_DATA SUPPLIED_
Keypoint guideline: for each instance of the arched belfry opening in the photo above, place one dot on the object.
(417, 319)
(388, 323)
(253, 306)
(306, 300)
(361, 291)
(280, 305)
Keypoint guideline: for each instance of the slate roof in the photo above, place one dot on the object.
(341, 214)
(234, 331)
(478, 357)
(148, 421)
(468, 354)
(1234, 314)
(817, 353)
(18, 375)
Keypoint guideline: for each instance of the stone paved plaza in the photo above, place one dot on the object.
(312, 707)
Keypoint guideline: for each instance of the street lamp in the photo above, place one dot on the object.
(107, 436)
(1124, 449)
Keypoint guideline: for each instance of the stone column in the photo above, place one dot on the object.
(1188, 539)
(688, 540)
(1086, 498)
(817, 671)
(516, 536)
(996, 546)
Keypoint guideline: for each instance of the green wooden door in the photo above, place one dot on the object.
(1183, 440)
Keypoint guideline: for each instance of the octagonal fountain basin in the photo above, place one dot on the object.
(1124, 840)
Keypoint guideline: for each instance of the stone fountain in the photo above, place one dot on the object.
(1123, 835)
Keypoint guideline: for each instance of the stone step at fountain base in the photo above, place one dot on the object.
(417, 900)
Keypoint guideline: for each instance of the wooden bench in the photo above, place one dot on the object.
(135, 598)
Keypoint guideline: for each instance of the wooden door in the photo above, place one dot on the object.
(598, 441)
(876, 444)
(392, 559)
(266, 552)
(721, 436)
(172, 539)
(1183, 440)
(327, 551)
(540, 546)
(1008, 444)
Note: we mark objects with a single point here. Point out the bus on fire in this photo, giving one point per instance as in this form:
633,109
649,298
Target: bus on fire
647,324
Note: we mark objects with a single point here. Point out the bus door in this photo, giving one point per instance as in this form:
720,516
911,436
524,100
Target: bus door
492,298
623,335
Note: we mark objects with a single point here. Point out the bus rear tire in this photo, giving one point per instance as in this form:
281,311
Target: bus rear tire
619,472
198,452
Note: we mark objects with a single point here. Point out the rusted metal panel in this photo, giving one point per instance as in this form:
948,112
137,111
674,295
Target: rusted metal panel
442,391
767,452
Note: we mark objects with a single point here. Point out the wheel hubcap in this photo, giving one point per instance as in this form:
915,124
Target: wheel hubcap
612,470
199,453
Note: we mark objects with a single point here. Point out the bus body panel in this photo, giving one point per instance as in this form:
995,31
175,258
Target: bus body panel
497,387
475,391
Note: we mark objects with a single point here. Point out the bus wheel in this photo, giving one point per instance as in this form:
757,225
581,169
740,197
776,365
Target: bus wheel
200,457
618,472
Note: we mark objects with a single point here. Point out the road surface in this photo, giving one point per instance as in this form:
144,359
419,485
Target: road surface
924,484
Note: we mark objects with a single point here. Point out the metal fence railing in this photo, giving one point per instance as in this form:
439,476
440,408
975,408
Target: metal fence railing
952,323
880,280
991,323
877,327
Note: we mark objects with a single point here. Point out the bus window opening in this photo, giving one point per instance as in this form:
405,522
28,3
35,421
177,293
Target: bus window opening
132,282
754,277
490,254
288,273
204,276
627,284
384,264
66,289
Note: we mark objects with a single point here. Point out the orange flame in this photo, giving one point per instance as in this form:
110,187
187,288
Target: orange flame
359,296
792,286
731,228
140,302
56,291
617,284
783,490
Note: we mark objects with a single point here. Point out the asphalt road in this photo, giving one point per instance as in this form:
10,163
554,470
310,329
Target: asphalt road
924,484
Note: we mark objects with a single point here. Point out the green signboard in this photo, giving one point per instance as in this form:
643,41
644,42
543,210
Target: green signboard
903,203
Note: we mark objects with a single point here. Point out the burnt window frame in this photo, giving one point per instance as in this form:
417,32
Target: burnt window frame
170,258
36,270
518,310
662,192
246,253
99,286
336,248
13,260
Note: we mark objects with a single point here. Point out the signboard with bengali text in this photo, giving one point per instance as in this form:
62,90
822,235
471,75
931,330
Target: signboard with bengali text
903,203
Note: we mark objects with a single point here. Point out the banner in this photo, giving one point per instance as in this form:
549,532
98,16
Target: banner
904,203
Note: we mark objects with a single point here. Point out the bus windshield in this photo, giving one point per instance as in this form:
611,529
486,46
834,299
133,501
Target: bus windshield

_THE EXERCISE_
Lay out all the items above as a JSON array of strings, one string per line, leaving out any blank lines.

_TASK RESULT_
[
  "Keypoint guideline: for each instance of the arched belfry opening in the photo above, place one dot on the object.",
  "(417, 319)",
  "(388, 323)",
  "(253, 306)",
  "(306, 300)",
  "(361, 291)",
  "(280, 305)",
  "Keypoint guideline: for each instance of the slate roof in the photo above, place one dot on the object.",
  "(341, 214)",
  "(234, 331)",
  "(478, 357)",
  "(148, 421)",
  "(468, 354)",
  "(1234, 314)",
  "(817, 353)",
  "(18, 375)",
  "Keypoint guideline: for each instance of the stone paved plaza in the photo above, place one dot on the object.",
  "(312, 707)",
  "Keypoint guideline: for each instance of the street lamp in the photo above, place one dot on the object.",
  "(107, 436)",
  "(1124, 449)",
  "Keypoint guideline: for each instance of the stone column in the photo above, place one dot on the object.",
  "(1188, 539)",
  "(688, 540)",
  "(1086, 498)",
  "(817, 671)",
  "(516, 536)",
  "(996, 546)",
  "Keypoint guideline: for each instance of the green wooden door in the photo above, place one dot on the object.",
  "(1183, 440)",
  "Keypoint guideline: for each instance of the octagonal fountain basin in the photo above, place one dot on the object.",
  "(1124, 840)",
  "Keypoint guideline: for each instance of the stone fountain in the photo above, place one dot on the object.",
  "(1123, 835)",
  "Keypoint guideline: for each instance of the stone step at fountain base in the photo above, place one dot on the object.",
  "(417, 900)",
  "Keypoint guideline: for each instance of the wooden bench in the photo above, place one dot on the object.",
  "(135, 598)",
  "Keypoint guideline: for each instance of the wooden door in the photo above, place one dot on the object.",
  "(598, 441)",
  "(876, 444)",
  "(392, 559)",
  "(266, 552)",
  "(721, 436)",
  "(172, 539)",
  "(1183, 440)",
  "(327, 551)",
  "(540, 546)",
  "(1008, 444)",
  "Note: we mark objects with a single point here. Point out the bus on fire in this photo, giving one point per instance as in this form:",
  "633,109",
  "649,298",
  "Target: bus on fire",
  "647,324",
  "Note: we mark objects with a single point here. Point out the bus door in this photo, giving one point per instance as in this form:",
  "720,516",
  "911,436",
  "524,100",
  "Target: bus door",
  "492,298",
  "623,335",
  "Note: we mark objects with a single point here. Point out the bus rear tire in this photo, giving one point per instance as in this form:",
  "281,311",
  "Target: bus rear tire",
  "619,472",
  "198,452",
  "Note: we mark objects with a single point here. Point out the rusted metal panel in this photo, giving one point per instance as in this form:",
  "948,112",
  "137,111",
  "674,295",
  "Target: rusted metal panel",
  "442,391",
  "767,452",
  "Note: we mark objects with a single point here. Point out the wheel hubcap in this photo, giving one point per instance as in this form:",
  "915,124",
  "Target: wheel hubcap",
  "612,470",
  "199,453",
  "Note: we mark objects with a single point here. Point out the bus body panel in this photo, giving one point per instance as in this form:",
  "995,31",
  "175,258",
  "Target: bus body panel",
  "497,387",
  "475,391",
  "Note: we mark objects with a single point here. Point out the bus wheel in this photo, giving one point per instance as in this form:",
  "757,225",
  "581,169",
  "740,197",
  "776,365",
  "Target: bus wheel",
  "200,457",
  "618,472",
  "Note: we mark objects with a single point here. Point out the road surface in this photo, giving one point per instance as in this form:",
  "144,359",
  "419,485",
  "Target: road surface",
  "924,484",
  "Note: we mark objects with a single point here. Point out the metal fence railing in this photo, giving one point per instance as in this form:",
  "439,476",
  "440,408",
  "975,408",
  "Target: metal fence railing",
  "952,323",
  "880,280",
  "991,323",
  "877,327",
  "Note: we mark objects with a single point here. Point out the bus window opening in this photo, giving one point per instance as in this form:",
  "405,522",
  "28,3",
  "35,421",
  "177,293",
  "Target: bus window opening",
  "132,282",
  "754,277",
  "490,254",
  "288,273",
  "204,276",
  "627,284",
  "384,264",
  "66,289",
  "Note: we mark objects with a single point here. Point out the orange flame in this photo, giving one point per instance as in this form:",
  "110,187",
  "187,288",
  "Target: orange flame",
  "359,296",
  "792,286",
  "731,228",
  "140,302",
  "56,291",
  "617,284",
  "783,490",
  "Note: we mark objects with a single point here. Point out the asphalt road in this photo, giving one point per instance as in this form:",
  "10,163",
  "554,470",
  "310,329",
  "Target: asphalt road",
  "924,484",
  "Note: we mark objects with a single point here. Point out the green signboard in this photo, giving one point per instance as in this form:",
  "643,41",
  "644,42",
  "543,210",
  "Target: green signboard",
  "903,203",
  "Note: we mark objects with a single point here. Point out the burnt window frame in this photo, giving one point per instance as in this form:",
  "417,32",
  "Target: burnt window frame",
  "170,258",
  "36,270",
  "518,310",
  "662,192",
  "246,253",
  "99,286",
  "336,248",
  "13,260",
  "Note: we mark objects with a single point here. Point out the signboard with bengali text in this photo, giving one point per instance as in this form:",
  "62,90",
  "822,235",
  "471,75",
  "931,330",
  "Target: signboard with bengali text",
  "903,203",
  "Note: we mark objects with a single point here. Point out the banner in this photo, giving one point per instance as in this form:",
  "549,532",
  "98,16",
  "Target: banner",
  "904,203",
  "Note: we mark objects with a single point here. Point out the bus windshield in this photo, giving one point per instance as in this form:",
  "611,529",
  "486,46",
  "834,299",
  "133,501",
  "Target: bus windshield"
]